++++ EXTRACT TO READ

- Supreme Court of the United States

Argued November 19, 1964 Decided March 1, 1965
- Full case name: Freedman v. Maryland
- Citations: 380 U.S. 51 (more) 85 S. Ct. 734; 13 L. Ed. 2d 649; 1965 U.S. LEXIS 1732; 1 Media L. Rep. 1126

Holding
- The Maryland law is unconstitutional, since it provides the danger of unduly suppressing protected expression.

Court membership
- Chief Justice Earl Warren Associate Justices Hugo Black · William O. Douglas Tom C. Clark · John M. Harlan II William J. Brennan Jr. · Potter Stewart Byron White · Arthur Goldberg

Case opinions
- Majority: Brennan, joined by unanimous
- Concurrence: Douglas, joined by Black

= Freedman v. Maryland =

Freedman v. Maryland, 380 U.S. 51 (1965), was a United States Supreme Court case that ended government-operated rating boards with a decision that a rating board could only approve a film and had no power to ban a film. The ruling also concluded that a rating board must either approve a film within a reasonable time, or go to court to stop a film from being shown in theatres. Other court cases determined that television stations are federally licensed, so local rating boards have no jurisdiction over films shown on television. When the movie industry set up its own rating system—the Motion Picture Association of America—most state and local boards ceased operating.

++++++++

DIRECTIONS:
1. From the text on Freedman v. Maryland, extract the stretch from "Case opinions" through "boards ceased operating.".
2. Write what comes next in the text on Freedman v. Maryland, continuing from where it stops.

++++ GIVEN RECORDS

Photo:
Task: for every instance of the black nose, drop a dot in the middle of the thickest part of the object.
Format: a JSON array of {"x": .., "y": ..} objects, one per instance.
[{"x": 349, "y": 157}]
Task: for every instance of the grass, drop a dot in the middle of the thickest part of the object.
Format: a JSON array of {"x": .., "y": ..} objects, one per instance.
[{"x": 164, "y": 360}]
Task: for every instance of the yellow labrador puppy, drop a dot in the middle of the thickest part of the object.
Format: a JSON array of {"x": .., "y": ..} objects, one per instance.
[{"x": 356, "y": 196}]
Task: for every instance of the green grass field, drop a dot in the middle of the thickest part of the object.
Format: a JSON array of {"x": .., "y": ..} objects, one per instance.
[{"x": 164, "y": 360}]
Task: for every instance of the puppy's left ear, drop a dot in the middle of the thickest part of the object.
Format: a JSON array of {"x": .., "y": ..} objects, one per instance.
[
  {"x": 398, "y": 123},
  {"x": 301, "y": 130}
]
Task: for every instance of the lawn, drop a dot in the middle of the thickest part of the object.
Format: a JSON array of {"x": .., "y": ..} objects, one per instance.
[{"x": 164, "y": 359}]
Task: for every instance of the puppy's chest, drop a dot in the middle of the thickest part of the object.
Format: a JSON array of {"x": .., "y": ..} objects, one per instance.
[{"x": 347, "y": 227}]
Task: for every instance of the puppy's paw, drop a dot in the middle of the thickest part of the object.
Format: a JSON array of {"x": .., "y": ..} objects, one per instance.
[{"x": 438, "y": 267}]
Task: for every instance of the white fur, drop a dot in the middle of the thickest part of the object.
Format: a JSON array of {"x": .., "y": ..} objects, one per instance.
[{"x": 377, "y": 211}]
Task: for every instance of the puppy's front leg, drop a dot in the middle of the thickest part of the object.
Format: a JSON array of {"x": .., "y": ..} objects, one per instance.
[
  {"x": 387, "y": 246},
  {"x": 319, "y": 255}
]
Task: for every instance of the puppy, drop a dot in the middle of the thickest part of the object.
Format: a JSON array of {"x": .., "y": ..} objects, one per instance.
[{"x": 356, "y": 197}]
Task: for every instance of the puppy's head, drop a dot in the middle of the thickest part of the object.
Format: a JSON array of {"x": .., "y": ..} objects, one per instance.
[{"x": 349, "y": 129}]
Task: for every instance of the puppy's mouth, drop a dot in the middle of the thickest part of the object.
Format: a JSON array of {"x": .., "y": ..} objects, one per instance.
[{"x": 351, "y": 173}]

++++++++

ANSWERS FOR THE TASKS:
1.
Case opinions
- Majority: Brennan, joined by unanimous
- Concurrence: Douglas, joined by Black

= Freedman v. Maryland =

Freedman v. Maryland, 380 U.S. 51 (1965), was a United States Supreme Court case that ended government-operated rating boards with a decision that a rating board could only approve a film and had no power to ban a film. The ruling also concluded that a rating board must either approve a film within a reasonable time, or go to court to stop a film from being shown in theatres. Other court cases determined that television stations are federally licensed, so local rating boards have no jurisdiction over films shown on television. When the movie industry set up its own rating system—the Motion Picture Association of America—most state and local boards ceased operating.

2.
== Background ==
Ronald Freedman challenged the law of Maryland that films must be submitted to the Maryland State Board of Censors before being shown in theaters, claiming it unconstitutional; violating freedom of expression granted by the First Amendment.

== Opinion of the Court ==
In a unanimous opinion by Justice Brennan, the Court held that a rating board could only approve a film and had no power to ban a film.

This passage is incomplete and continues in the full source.